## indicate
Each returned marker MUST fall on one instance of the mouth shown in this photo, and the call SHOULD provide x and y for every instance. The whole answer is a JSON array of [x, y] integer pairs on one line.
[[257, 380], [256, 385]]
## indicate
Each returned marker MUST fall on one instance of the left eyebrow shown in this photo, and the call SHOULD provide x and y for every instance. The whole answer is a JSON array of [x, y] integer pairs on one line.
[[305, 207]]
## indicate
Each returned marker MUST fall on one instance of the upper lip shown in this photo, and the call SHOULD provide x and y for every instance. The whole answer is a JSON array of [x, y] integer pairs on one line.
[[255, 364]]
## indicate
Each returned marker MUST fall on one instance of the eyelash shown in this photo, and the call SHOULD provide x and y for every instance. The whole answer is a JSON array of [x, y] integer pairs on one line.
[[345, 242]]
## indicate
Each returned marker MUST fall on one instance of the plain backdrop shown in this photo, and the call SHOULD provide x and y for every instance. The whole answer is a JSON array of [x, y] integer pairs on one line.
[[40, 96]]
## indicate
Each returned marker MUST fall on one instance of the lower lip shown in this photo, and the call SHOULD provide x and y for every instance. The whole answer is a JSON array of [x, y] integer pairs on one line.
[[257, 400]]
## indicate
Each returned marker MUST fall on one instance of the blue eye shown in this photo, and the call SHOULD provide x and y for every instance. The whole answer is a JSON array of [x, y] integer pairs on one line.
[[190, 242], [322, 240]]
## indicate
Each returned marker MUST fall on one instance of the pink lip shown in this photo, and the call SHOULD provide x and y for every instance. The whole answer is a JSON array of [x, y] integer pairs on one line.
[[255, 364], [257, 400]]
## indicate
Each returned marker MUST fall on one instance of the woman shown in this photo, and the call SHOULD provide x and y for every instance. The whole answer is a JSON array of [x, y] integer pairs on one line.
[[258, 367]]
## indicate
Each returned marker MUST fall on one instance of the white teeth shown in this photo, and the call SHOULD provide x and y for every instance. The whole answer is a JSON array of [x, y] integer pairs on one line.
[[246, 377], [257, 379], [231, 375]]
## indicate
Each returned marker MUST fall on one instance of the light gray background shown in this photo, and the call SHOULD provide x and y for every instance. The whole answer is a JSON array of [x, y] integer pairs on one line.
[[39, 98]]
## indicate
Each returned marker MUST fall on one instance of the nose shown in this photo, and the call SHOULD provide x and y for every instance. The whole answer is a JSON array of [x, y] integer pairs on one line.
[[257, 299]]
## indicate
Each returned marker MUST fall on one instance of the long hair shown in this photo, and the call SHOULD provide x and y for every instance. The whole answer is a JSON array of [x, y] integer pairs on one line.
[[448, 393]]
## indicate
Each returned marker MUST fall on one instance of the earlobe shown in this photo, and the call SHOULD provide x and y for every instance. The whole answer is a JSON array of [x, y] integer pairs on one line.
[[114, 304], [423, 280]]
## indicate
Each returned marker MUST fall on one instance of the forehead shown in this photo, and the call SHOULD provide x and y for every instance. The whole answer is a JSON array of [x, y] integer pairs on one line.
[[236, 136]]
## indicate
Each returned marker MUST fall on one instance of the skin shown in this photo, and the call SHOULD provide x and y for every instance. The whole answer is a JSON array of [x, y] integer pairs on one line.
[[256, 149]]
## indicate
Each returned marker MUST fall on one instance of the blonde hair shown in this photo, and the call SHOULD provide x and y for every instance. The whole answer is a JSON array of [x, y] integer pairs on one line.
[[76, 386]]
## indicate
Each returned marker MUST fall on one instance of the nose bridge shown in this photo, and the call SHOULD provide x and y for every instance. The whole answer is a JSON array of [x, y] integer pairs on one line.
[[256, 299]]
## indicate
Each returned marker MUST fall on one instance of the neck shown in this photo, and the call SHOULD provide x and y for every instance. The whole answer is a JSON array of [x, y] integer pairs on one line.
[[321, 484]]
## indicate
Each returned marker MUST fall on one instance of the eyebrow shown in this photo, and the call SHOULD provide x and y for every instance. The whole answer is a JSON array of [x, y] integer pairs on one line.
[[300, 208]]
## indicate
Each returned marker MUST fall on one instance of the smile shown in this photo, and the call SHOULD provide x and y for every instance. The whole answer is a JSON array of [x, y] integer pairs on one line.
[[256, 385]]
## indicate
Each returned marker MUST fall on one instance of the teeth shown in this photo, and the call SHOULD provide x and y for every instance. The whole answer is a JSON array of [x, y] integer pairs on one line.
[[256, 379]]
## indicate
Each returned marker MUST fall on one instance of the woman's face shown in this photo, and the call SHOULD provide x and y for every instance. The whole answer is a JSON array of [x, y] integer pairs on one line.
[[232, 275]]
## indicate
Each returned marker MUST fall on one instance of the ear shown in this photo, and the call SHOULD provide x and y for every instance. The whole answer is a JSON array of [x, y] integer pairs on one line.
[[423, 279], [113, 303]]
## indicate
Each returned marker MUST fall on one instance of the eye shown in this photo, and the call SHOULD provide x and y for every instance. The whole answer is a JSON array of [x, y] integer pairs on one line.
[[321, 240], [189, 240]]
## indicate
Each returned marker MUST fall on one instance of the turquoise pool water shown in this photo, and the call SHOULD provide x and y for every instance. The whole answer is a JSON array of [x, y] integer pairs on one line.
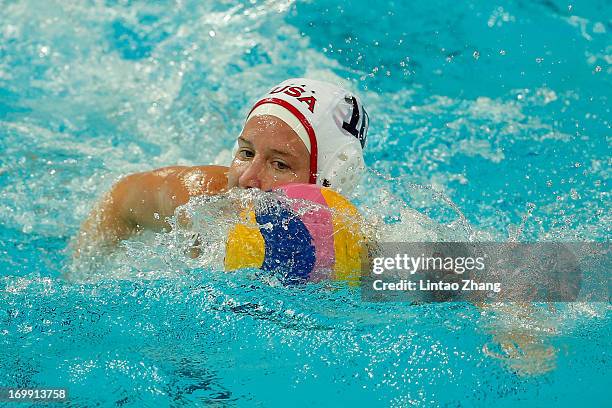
[[501, 107]]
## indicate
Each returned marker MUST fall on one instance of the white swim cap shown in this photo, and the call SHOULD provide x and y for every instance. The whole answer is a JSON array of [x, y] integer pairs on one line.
[[330, 121]]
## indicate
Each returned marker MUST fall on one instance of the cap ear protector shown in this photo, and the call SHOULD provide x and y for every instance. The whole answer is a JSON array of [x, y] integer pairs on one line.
[[331, 122]]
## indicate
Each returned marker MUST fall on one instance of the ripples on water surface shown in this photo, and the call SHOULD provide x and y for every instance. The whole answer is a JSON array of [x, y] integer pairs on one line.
[[503, 107]]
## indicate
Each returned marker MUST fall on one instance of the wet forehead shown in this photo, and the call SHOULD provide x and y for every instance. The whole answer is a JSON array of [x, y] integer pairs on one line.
[[274, 134]]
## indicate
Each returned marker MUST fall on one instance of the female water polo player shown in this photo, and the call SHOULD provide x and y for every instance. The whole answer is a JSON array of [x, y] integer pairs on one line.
[[301, 131]]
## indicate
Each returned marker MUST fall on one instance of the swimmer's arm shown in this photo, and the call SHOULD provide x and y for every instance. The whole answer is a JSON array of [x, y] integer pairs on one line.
[[143, 201]]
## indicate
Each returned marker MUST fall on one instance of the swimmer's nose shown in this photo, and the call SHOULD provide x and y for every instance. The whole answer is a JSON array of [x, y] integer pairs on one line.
[[251, 178]]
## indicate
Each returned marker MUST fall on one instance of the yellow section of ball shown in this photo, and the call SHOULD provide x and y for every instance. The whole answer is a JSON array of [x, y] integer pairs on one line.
[[245, 247]]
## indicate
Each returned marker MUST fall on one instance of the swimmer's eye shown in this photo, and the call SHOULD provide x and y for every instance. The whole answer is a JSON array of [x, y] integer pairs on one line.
[[246, 153], [280, 165]]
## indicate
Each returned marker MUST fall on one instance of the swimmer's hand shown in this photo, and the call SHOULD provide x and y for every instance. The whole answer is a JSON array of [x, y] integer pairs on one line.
[[524, 353], [521, 341], [144, 201]]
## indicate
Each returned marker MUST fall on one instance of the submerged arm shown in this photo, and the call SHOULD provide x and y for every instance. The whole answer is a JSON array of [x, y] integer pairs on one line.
[[143, 201]]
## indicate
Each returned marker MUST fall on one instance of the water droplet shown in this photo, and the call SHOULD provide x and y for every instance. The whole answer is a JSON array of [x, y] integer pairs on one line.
[[574, 194]]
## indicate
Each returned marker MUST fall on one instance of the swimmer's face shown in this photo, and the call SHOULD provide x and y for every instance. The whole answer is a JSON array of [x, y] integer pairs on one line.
[[270, 154]]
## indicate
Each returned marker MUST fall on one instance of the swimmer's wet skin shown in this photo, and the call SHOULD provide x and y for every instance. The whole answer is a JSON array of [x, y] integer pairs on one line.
[[300, 131]]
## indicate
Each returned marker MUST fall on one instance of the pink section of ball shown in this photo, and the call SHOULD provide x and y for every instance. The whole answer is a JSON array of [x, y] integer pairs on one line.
[[319, 224]]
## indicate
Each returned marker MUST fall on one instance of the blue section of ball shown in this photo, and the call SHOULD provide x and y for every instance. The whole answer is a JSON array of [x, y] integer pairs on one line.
[[289, 248]]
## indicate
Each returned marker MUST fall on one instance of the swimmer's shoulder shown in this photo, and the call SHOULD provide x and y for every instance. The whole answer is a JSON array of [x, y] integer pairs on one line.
[[191, 180]]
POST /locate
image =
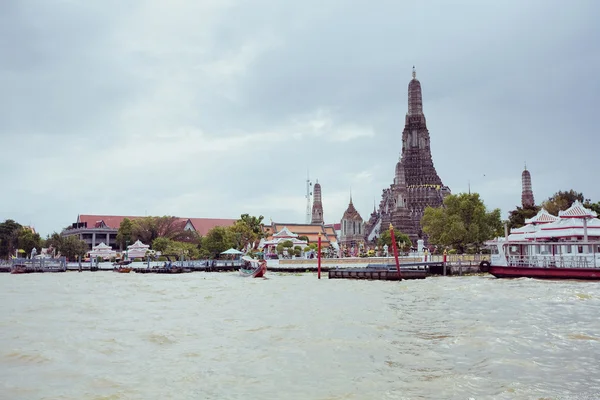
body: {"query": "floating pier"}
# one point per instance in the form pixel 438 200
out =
pixel 37 265
pixel 381 272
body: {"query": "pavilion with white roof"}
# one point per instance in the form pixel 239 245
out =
pixel 270 246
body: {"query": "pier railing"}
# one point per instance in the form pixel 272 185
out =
pixel 556 261
pixel 42 264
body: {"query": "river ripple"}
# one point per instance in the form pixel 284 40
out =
pixel 219 336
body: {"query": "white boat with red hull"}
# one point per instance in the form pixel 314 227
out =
pixel 252 268
pixel 550 247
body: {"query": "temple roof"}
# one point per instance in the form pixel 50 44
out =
pixel 542 217
pixel 285 233
pixel 351 213
pixel 577 210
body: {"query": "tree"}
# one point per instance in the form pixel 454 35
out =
pixel 250 230
pixel 73 247
pixel 560 201
pixel 593 206
pixel 402 240
pixel 9 231
pixel 69 246
pixel 243 235
pixel 125 233
pixel 461 222
pixel 217 240
pixel 27 240
pixel 147 229
pixel 169 246
pixel 517 217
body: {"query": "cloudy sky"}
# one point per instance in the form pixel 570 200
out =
pixel 214 108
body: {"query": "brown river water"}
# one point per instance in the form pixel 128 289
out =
pixel 102 335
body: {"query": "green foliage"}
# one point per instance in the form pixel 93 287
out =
pixel 562 200
pixel 217 240
pixel 147 229
pixel 125 233
pixel 161 244
pixel 254 223
pixel 27 240
pixel 72 247
pixel 462 221
pixel 593 206
pixel 402 240
pixel 517 217
pixel 9 232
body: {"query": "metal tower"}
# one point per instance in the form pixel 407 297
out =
pixel 308 194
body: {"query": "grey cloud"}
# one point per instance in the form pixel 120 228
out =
pixel 503 83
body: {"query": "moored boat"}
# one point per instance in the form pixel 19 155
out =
pixel 253 268
pixel 18 269
pixel 550 247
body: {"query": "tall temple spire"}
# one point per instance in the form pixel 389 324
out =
pixel 416 184
pixel 317 215
pixel 415 98
pixel 527 193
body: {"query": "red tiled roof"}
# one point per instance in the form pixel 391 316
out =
pixel 201 225
pixel 111 221
pixel 577 210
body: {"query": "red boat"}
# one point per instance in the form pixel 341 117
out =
pixel 253 268
pixel 550 247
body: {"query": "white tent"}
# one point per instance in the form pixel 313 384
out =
pixel 137 250
pixel 102 250
pixel 232 251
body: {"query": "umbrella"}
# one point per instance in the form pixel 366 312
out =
pixel 232 251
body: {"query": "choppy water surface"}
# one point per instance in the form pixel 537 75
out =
pixel 219 336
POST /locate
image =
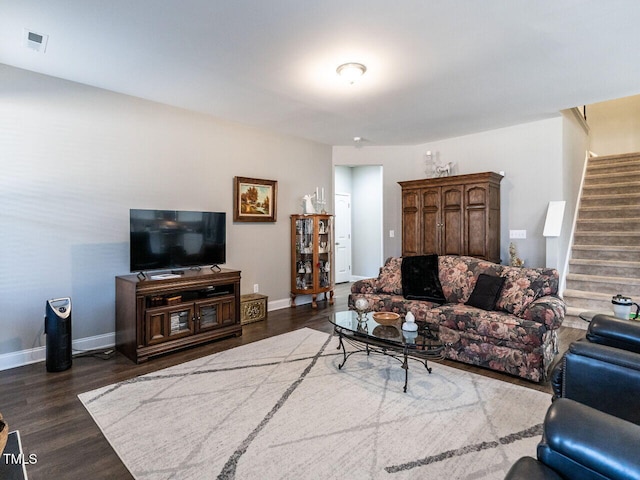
____________
*TASK REQUIREMENTS*:
The expected answer is a copy of each line in the listing above that contains "boat".

*YOUR RESPONSE*:
body: {"query": "white boat with red hull"}
body: {"query": "moored boat"}
body: {"query": "red boat"}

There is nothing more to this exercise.